大学の親友である青年二人が、「自分たちが普段何気なく口に運んでいる食べ物についてもっと知っておきたい」と、無謀にも農業を始める。早速、アメリカでもっとも生産量の多い“トウモロコシ”を育てるため、国内最大の生産地であるアイオワ州の土地を借りて農作業に取り掛かる二人。実体験によって、アメリカ的現代農業の実情を目の当たりにした二人は、トウモロコシがどのように消費されるのか自分の目で確かめようと、全米30州を横断する旅に出る。はたしてその旅の果てに彼等が見た、日々の「食事」の正体とは・・・? 現代の食糧問題を見つめた衝撃のドキュメンタリー作品。

•••

課題一覧 ->
1. ドキュメンタリーの紹介文によると、二人がアイオワ州の土地を借りたのはなぜですか。
2. ドキュメンタリーの紹介文を、最後の一文の後から書き継いでください。

(アノテーションデータセットの記録)
•••

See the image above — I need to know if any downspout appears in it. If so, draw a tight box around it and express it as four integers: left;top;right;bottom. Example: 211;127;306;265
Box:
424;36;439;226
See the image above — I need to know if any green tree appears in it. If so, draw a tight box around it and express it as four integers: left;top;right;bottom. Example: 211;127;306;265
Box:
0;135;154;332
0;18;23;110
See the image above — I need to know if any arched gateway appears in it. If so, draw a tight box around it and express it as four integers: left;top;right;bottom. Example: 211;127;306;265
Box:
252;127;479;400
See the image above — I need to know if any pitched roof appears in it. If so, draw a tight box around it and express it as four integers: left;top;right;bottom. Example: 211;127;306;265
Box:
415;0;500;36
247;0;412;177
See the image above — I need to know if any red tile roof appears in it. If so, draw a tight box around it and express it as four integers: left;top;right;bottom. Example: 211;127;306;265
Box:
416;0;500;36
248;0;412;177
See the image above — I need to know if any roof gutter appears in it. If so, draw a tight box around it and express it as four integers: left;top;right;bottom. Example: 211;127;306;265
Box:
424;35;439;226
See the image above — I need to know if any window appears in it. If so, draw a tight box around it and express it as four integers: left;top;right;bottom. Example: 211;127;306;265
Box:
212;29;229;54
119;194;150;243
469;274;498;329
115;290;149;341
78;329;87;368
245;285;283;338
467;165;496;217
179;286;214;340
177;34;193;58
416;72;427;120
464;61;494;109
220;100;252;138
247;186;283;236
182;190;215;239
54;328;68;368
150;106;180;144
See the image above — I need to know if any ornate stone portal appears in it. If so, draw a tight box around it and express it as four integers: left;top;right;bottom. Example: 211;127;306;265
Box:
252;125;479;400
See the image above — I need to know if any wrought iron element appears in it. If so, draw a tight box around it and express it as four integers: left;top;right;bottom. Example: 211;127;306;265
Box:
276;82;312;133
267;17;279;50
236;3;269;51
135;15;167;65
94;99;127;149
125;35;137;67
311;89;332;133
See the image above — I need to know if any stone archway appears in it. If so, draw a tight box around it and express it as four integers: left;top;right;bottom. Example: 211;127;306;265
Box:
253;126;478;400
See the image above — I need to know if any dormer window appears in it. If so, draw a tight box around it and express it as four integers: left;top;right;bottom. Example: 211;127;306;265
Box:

•••

課題別の解答 ->
1. アメリカで最も生産量の多いトウモロコシを育てるためで、アイオワ州はその国内最大の生産地だからです。

2.
■アーロン・ウルフ監督より
僕がはじめてコーンを実際に見たのは、(ちなみに僕は植物としてもコーンが好きなんだけど、)映画を学ぶためにメキシコからアイオワに移り住んだ時だった。16年前のことだ。僕はアイオワの風景が大好きで、よくバイクで走り回ったものだったよ。だけど、そうやって走り回っている間は、こんなふうに自分がコーンをテーマにした映画を撮ったり、またそのコーンに問題があるなんて思いもしなかったよ。
でも本当は、僕がアイオワで学ぶ大分前から大きな変化がコーンに起こっていたんだ。それも、僕らの日常的な食生活の中で起きていた。初めに、より収穫量を増やそうとした農家たちが、交配によって遺伝子組み換え・コーンを作ったんだ。70年代初期には、コーン栽培に与えられる補助金の額も増加していった。米国ではまだ食糧が不足していたからだ。だけどこうした試みのせいで、現代になって様々な問題が引き起こされることになった。食糧の過剰生産や質の低下も、そのひとつだね。確かに食料品は安いけど、それは環境や健康や社会構造と引き換えにして得ているものだということを、僕たちは今やっと理解し始めたところだ。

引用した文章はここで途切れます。